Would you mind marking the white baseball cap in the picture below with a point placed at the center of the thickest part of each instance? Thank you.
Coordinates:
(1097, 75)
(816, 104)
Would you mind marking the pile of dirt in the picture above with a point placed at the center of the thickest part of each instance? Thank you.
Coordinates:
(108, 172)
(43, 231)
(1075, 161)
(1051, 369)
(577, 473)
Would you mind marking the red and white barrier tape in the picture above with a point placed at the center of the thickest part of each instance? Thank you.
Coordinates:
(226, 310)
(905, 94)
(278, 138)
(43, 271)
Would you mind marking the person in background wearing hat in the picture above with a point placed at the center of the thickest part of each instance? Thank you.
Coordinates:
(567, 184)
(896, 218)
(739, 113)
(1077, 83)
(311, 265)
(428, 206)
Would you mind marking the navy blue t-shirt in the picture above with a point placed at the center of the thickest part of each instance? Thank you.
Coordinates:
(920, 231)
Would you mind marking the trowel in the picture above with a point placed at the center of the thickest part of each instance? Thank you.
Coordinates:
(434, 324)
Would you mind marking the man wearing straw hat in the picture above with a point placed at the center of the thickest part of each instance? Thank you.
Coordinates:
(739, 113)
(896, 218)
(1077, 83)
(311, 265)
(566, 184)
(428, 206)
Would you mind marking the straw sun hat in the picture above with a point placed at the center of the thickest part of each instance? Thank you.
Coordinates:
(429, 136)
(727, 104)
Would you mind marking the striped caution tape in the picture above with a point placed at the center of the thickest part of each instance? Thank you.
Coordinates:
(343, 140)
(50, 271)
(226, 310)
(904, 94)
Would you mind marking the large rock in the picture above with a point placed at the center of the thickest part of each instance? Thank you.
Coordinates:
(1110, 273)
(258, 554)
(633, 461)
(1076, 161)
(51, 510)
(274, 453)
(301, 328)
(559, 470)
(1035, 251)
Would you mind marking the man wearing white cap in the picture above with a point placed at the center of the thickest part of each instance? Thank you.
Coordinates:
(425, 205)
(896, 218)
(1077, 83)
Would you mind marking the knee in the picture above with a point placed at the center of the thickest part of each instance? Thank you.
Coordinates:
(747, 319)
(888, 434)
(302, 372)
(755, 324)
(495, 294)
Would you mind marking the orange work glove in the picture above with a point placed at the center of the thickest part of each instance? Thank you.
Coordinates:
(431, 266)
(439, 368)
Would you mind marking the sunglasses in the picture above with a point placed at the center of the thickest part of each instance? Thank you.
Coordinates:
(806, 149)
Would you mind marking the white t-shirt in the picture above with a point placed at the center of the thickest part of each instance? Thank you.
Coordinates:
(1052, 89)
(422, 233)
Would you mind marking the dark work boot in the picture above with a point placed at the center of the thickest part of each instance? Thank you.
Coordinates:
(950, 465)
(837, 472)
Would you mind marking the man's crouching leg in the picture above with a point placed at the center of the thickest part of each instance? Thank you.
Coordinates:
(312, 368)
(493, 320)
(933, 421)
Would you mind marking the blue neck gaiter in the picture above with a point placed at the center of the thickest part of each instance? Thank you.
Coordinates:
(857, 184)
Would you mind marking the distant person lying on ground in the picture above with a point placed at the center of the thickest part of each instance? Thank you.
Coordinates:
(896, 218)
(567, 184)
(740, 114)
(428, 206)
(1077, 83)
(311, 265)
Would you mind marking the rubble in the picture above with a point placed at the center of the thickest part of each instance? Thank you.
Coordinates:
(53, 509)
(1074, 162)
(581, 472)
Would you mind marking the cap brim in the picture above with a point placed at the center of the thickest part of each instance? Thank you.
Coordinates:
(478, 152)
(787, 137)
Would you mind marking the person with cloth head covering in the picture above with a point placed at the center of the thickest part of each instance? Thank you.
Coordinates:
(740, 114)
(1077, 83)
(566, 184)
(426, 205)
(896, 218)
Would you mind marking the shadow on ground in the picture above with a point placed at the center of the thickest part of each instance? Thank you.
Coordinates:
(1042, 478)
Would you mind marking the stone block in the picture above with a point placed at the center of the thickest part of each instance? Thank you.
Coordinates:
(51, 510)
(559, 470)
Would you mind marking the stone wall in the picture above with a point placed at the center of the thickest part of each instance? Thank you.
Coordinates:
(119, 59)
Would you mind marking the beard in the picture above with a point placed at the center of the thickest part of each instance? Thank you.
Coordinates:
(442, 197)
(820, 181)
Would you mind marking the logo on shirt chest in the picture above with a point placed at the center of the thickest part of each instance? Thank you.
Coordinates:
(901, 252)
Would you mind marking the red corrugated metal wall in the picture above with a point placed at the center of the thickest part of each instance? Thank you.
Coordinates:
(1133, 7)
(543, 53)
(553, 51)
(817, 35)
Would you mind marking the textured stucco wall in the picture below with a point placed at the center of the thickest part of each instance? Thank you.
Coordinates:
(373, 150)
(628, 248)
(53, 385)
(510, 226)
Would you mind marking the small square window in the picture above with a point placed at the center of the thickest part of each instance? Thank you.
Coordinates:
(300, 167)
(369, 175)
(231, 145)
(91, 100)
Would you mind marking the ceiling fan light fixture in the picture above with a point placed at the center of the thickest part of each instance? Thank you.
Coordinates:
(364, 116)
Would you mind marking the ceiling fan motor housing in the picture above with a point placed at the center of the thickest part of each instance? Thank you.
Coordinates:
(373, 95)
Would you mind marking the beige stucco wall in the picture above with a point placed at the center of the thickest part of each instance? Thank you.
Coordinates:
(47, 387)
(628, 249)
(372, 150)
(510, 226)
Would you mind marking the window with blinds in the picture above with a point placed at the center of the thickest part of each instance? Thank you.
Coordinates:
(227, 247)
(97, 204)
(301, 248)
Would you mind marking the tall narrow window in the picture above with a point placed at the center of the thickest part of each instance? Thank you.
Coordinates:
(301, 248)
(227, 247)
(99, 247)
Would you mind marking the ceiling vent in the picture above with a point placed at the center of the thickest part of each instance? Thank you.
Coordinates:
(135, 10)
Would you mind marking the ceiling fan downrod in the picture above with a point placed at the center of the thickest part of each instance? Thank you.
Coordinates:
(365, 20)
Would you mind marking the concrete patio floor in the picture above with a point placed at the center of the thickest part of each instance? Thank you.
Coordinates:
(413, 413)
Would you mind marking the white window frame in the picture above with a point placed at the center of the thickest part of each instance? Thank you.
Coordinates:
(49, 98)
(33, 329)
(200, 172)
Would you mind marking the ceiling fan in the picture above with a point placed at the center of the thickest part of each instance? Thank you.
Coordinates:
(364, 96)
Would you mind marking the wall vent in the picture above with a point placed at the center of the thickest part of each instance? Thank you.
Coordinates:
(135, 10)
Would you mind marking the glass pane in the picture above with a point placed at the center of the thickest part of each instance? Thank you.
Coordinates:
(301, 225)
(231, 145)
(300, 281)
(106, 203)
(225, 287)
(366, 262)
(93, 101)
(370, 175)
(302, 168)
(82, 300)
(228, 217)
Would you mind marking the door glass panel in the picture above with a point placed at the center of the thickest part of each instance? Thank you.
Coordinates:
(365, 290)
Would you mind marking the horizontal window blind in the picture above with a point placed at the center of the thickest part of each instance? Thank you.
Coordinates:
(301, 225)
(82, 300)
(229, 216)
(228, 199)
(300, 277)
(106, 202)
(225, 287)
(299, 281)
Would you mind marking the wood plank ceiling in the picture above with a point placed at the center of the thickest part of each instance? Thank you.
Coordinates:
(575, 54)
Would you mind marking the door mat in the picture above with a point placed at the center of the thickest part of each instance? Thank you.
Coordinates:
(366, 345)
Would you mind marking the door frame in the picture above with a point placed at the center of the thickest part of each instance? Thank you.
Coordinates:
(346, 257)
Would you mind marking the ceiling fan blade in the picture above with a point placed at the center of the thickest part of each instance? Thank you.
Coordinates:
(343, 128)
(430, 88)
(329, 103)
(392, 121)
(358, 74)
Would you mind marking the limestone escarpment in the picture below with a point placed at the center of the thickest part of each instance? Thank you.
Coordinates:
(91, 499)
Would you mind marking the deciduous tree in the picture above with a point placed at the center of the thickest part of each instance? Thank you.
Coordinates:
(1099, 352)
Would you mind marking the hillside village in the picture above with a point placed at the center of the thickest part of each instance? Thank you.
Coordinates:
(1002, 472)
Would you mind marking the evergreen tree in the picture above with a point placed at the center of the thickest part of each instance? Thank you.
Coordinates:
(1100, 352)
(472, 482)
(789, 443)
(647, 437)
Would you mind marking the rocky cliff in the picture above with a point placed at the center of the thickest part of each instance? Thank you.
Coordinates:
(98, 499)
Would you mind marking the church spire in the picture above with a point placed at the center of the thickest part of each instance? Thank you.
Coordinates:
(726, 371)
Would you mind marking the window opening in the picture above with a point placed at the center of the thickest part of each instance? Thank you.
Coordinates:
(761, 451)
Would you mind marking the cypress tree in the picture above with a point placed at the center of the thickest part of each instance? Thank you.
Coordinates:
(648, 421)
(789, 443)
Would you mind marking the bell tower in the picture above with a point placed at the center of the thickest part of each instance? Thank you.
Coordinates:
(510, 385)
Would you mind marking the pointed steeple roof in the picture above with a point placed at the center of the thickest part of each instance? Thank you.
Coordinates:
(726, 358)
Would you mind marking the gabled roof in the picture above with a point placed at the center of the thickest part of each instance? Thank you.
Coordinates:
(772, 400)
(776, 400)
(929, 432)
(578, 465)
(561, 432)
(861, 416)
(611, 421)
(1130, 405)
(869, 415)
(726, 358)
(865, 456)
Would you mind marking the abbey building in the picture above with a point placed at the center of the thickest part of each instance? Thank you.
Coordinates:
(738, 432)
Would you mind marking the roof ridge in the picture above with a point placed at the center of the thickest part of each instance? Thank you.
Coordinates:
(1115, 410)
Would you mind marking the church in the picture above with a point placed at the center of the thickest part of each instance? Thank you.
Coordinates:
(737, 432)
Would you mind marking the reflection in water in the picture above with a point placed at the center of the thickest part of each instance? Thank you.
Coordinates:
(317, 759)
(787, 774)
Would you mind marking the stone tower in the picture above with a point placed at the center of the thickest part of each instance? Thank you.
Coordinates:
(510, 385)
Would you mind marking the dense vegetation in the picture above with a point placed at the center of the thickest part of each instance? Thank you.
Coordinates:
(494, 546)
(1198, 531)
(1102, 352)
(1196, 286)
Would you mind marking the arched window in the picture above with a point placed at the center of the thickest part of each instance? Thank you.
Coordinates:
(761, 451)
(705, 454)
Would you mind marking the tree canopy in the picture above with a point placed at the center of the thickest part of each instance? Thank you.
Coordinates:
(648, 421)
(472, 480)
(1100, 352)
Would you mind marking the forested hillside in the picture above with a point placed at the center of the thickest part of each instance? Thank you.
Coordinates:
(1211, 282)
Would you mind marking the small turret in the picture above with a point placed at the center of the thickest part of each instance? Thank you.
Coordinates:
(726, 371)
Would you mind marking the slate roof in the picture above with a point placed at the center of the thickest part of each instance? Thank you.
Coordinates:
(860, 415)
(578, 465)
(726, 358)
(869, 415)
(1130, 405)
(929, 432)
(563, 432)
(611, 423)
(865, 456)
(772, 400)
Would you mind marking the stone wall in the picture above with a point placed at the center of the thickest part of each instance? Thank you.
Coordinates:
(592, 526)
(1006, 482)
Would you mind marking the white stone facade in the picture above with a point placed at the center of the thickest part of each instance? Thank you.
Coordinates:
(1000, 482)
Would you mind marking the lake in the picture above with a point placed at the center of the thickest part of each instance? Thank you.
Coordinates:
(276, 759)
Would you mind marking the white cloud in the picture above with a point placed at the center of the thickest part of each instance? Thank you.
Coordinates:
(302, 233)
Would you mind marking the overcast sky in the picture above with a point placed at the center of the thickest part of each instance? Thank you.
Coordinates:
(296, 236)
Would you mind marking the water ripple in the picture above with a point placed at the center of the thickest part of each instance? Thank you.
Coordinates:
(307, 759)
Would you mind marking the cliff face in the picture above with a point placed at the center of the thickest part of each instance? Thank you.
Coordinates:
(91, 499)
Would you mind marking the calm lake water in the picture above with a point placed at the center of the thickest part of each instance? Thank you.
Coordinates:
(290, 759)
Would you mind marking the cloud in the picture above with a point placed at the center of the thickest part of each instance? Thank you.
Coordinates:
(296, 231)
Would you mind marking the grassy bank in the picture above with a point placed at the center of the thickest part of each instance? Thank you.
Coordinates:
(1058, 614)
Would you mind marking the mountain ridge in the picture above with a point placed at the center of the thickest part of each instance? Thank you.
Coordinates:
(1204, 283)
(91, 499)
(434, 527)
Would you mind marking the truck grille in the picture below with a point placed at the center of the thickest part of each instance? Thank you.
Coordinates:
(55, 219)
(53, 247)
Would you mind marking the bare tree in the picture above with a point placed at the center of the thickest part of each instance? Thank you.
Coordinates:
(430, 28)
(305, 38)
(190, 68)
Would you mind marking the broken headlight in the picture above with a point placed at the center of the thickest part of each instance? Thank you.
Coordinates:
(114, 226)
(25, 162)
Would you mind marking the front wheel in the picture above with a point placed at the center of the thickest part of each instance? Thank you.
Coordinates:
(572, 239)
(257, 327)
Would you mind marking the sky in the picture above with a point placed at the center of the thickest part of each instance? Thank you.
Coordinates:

---

▶ Problem statement
Among the lines above, find those with the word "tower" and list them.

▶ Answer space
Would you mind marking the bell tower in the picture above with a point placed at the center of the thickest part of each instance? Thank you.
Would you mind marking the stone tower in the picture above with a point placed at the center of the thickest part of each instance? Thank you.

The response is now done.